**OBJECTIVE 1**
Copy the passage of the thread on American individualism below from "Also in Australia" up to and including "its own way.".

**PAGE TEXT**
It can’t work in the US, because it’s not a society that works together for the collective good, or to raise everyone’s quality of life.

It’s a bunch of individuals in a dog eat dog situation who happen to live nearby.

I was just thinking about this, this morning.

In the US, we have had a pretty wide-open nation, for much of our history. Population density was low, and many folks were forced to be extremely self-sufficient.

This has resulted in a fiercely independent national zeitgeist.

Asian nations, on the other hand, have been very crowded, for a very long time.

This has resulted in a much more interdependent mindset.

Each has its advantages and disadvantages. There's really no nation on Earth that is as good at "ganging up" on a problem, as Japan. Korea and China are catching up quick, though. The US is very good at manufacturing footguns. We don't tend to play well with others.

It really is hard for exceptional people to make their way, in Japanese society, though. They have a saying "The nail that sticks up, gets hammered down."

  • Grain culture vs rice culture.

    Rice cultivation requires collective water management, so you get more collectivist cultures. Growing grain mostly depends on rain, so your harvest depends on your own work.

  • >In the US, we have had a pretty wide-open nation, for much of our history. Population density was low, and many folks were forced to be extremely self-sufficient. This has resulted in a fiercely independent national zeitgeist.

    Australia is much less dense and more remote that the US (I drove 1,050 miles in Australia through the desert without seeing a vehicle or person, in the US you can’t get more than 100 miles from McDonald’s) but Australian’s work together and don’t have this “ fiercely independent “ nonsense that keeps everyone at each others throats.

    • I have no strong opinion on the original thesis but your fact doesn't make the point you think it does; you're right that no one lives in most of Australia, nearly everyone is concentrated together on the coast. Australia is a bit more urban than the USA overall from a population perspective, despite being vastly less dense overall due to the areas that no one lives in. So there would be fewer people to carry the cultural individualism.

      https://www.reddit.com/r/geography/comments/1nbrov9/australi...

      4 replies →

    • I don’t know.

      Most Aussies I’ve known are quite independent.

      I really like them; maybe because we share so many traits.

      Also, the US was where the British sent their convicts, until we had a big prison riot.

      3 replies →

    • Australia also has many issues the US had. Car dependence. They also don't have high speed rail despite their cities being near perfect for it.

      Also in Australia the waste majority of the population arrived much later and most were always attached to coastal cities. These cities were dominated by British aristocrat early on and later the British labor movement and reflects the culture of London. Australia politically was a part of Britain in many ways for 100s of years after the US had gone its own way.

**PROVIDED DATA**

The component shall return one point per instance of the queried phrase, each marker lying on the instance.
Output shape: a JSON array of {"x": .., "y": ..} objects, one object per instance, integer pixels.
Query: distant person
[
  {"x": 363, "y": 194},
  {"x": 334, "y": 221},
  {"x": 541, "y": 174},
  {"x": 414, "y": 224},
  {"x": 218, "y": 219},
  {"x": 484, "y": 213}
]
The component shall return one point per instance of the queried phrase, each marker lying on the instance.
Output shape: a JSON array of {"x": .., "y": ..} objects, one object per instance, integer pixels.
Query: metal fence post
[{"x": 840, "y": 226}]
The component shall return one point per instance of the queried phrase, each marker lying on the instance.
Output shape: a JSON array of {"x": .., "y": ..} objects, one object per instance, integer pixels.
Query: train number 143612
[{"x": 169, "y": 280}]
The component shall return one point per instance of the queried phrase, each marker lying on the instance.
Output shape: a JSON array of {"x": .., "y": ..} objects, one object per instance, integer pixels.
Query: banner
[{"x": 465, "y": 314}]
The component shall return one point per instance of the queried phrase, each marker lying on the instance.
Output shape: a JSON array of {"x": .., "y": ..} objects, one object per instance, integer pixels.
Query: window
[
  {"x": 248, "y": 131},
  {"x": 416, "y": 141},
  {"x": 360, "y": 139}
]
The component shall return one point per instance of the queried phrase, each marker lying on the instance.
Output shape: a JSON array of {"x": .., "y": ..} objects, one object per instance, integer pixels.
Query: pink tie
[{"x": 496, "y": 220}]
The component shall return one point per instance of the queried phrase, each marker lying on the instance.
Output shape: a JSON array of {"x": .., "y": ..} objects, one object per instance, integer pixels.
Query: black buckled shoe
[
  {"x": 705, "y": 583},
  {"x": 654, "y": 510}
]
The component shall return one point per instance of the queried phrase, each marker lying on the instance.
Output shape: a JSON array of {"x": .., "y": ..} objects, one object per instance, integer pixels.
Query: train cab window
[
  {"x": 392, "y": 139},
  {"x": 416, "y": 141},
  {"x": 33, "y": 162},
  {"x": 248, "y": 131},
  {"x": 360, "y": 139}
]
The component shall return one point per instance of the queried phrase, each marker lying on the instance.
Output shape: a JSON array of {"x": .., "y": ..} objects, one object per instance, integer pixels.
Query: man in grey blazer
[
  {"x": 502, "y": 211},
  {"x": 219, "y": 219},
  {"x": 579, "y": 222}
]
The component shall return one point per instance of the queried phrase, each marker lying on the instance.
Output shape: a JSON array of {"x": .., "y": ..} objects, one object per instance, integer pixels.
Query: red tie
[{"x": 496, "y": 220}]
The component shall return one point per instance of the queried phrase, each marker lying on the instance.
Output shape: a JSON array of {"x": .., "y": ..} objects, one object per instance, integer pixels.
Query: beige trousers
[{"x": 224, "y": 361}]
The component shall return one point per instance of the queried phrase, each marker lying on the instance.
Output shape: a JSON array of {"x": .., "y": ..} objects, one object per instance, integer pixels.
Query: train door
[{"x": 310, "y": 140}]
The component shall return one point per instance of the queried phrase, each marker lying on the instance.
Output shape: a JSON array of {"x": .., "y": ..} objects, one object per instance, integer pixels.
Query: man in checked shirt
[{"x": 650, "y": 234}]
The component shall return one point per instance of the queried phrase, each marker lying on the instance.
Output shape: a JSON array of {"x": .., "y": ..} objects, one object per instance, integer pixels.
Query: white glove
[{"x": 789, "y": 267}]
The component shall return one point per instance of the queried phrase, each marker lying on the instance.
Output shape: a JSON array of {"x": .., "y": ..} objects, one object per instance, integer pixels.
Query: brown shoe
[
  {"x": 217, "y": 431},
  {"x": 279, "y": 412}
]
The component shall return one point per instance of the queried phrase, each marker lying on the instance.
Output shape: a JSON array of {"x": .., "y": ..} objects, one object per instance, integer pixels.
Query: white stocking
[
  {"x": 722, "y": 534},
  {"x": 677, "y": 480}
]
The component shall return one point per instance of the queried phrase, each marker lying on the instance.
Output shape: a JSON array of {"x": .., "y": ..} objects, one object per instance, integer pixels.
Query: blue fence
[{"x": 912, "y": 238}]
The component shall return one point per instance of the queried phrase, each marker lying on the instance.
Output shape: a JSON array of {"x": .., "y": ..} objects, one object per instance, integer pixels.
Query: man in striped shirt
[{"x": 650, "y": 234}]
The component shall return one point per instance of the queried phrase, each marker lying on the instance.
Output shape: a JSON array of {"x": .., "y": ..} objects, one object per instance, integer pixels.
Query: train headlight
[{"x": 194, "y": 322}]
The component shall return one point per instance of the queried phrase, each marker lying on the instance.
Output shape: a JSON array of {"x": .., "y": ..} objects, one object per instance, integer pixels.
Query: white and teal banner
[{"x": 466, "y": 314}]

**OBJECTIVE 2**
How many lines of the records above contain the string "white", matching case? Give only the number.

**FULL RESPONSE 1**
Also in Australia the waste majority of the population arrived much later and most were always attached to coastal cities. These cities were dominated by British aristocrat early on and later the British labor movement and reflects the culture of London. Australia politically was a part of Britain in many ways for 100s of years after the US had gone its own way.

**FULL RESPONSE 2**
3